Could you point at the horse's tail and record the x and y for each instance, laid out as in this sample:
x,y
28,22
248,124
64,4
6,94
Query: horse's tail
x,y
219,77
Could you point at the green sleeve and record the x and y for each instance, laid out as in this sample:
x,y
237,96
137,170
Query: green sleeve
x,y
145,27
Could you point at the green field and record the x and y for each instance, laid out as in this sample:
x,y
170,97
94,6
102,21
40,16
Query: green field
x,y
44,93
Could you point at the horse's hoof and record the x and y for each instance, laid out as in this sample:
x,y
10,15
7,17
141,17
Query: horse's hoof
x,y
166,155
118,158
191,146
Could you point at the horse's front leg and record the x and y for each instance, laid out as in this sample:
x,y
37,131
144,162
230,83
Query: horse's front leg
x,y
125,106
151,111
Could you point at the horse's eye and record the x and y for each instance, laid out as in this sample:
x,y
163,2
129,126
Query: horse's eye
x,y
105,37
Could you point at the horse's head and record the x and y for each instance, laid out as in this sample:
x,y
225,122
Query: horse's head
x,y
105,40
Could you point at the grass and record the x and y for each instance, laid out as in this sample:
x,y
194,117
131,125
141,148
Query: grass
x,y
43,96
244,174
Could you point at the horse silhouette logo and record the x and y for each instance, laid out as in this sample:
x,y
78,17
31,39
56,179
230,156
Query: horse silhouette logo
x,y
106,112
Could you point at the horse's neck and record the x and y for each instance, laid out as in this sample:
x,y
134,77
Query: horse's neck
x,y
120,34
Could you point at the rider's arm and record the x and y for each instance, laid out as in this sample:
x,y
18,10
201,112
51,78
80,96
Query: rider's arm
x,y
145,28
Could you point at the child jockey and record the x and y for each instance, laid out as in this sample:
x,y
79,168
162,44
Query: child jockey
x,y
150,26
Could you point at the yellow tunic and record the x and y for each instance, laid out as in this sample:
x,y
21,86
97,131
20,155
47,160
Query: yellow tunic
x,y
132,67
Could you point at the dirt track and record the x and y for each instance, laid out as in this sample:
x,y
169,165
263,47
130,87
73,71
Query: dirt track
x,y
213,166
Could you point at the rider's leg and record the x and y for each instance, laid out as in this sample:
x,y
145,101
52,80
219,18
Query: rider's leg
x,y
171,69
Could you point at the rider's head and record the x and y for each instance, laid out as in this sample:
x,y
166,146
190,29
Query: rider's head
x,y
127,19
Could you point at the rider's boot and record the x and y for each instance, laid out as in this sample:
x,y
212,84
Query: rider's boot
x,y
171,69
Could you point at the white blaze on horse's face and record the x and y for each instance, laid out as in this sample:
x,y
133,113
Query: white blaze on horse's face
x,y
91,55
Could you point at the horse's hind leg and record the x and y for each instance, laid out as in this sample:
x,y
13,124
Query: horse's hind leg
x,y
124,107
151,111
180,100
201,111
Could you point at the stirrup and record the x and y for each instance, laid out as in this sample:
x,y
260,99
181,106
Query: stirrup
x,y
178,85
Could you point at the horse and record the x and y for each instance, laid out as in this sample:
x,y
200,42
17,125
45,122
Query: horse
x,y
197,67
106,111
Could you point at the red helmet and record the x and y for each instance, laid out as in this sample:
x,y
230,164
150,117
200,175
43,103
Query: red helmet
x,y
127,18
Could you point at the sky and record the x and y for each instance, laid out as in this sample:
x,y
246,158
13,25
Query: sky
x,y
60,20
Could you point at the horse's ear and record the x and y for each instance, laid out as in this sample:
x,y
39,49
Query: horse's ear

** TO DO **
Retype the entries word for word.

** SOLUTION **
Could you point at the horse's tail and record the x and y for each instance, laid out as in this sample:
x,y
28,22
248,124
64,4
6,94
Query: horse's tail
x,y
219,77
Could you point at the green sleeve and record the x and y for each instance, laid out as in this sample:
x,y
237,96
137,170
Query: green sleeve
x,y
145,27
Could you point at the green field and record the x and y for each instance, laid out as in this sample:
x,y
170,97
94,6
102,21
40,16
Query: green field
x,y
44,93
Could you point at the horse's hoof and record the x and y for each instance, laid out as in this sample:
x,y
10,15
7,17
141,17
Query: horse's hoof
x,y
166,155
118,158
191,146
Could you point at the horse's front leg and record the x and y for each instance, laid out as in this sample:
x,y
37,131
144,162
230,83
Query: horse's front leg
x,y
125,106
151,111
Could you point at the horse's eye and record the x and y for each instance, laid out as in this sample:
x,y
163,2
129,126
Query: horse's eye
x,y
105,37
Could you point at the horse's head and record the x and y for each instance, laid out as in this sample:
x,y
225,122
Query: horse's head
x,y
105,40
Could you point at the grass and record the x and y for each instance, laid out as in this sample:
x,y
194,117
131,125
141,148
Query: grass
x,y
43,96
244,174
Could you point at the horse silhouette logo and record the x and y for each instance, laid out as in this sample:
x,y
78,17
31,39
56,179
230,156
Query: horse silhouette logo
x,y
106,112
Could you point at the horse's neck and record the x and y for each instance, laid out as in this sample:
x,y
134,77
Query: horse's neck
x,y
120,34
Could you point at the rider's arm and record the x and y for each instance, laid out as in this sample:
x,y
18,10
201,112
51,78
80,96
Query: rider's arm
x,y
145,28
Could you point at the child jockey and record the x and y for each instance, laid out as in this sample:
x,y
79,168
162,44
Query: child jockey
x,y
150,26
Could you point at the yellow tunic and record the x and y for each instance, laid out as in this sample:
x,y
21,86
97,131
20,155
47,160
Query: yellow tunic
x,y
132,67
Could you point at the dirt track and record the x and y for each instance, laid out as in this sample:
x,y
169,165
263,47
130,87
73,71
Query: dirt track
x,y
213,166
Could you point at the rider's leg and record the x and y for each instance, laid out as in this sample:
x,y
145,101
52,80
219,18
Query: rider's leg
x,y
171,69
Could you point at the rider's head and record the x and y for each instance, laid out as in this sample:
x,y
166,146
190,29
Query: rider's head
x,y
127,19
Could you point at the rider's boot and record the x and y for each instance, laid out as in this sample:
x,y
212,84
Query: rider's boot
x,y
171,69
Could you point at the white blaze on horse's face and record the x and y for each instance, laid out as in this sample:
x,y
133,113
Query: white blaze on horse's face
x,y
91,55
Could you point at the horse's hind leg and record the x and y for each instance, laid out as in this sample:
x,y
13,124
Query: horse's hind leg
x,y
124,107
151,111
180,100
201,111
Could you point at the stirrup and record the x and y for each instance, laid out as in this sample:
x,y
260,99
181,106
Query: stirrup
x,y
178,85
Could you point at the horse and record the x and y for each instance, laid out as in this sample:
x,y
200,42
17,125
45,122
Query: horse
x,y
197,67
106,111
Could you point at the red helmet and record the x and y for each instance, laid out as in this sample:
x,y
230,164
150,117
200,175
43,103
Query: red helmet
x,y
127,18
Could you point at the sky and record the x and y for each instance, laid out as in this sample:
x,y
246,158
13,25
Query: sky
x,y
60,20
Could you point at the horse's ear and record the x and y for each instance, laid out as in this sample:
x,y
39,49
Query: horse's ear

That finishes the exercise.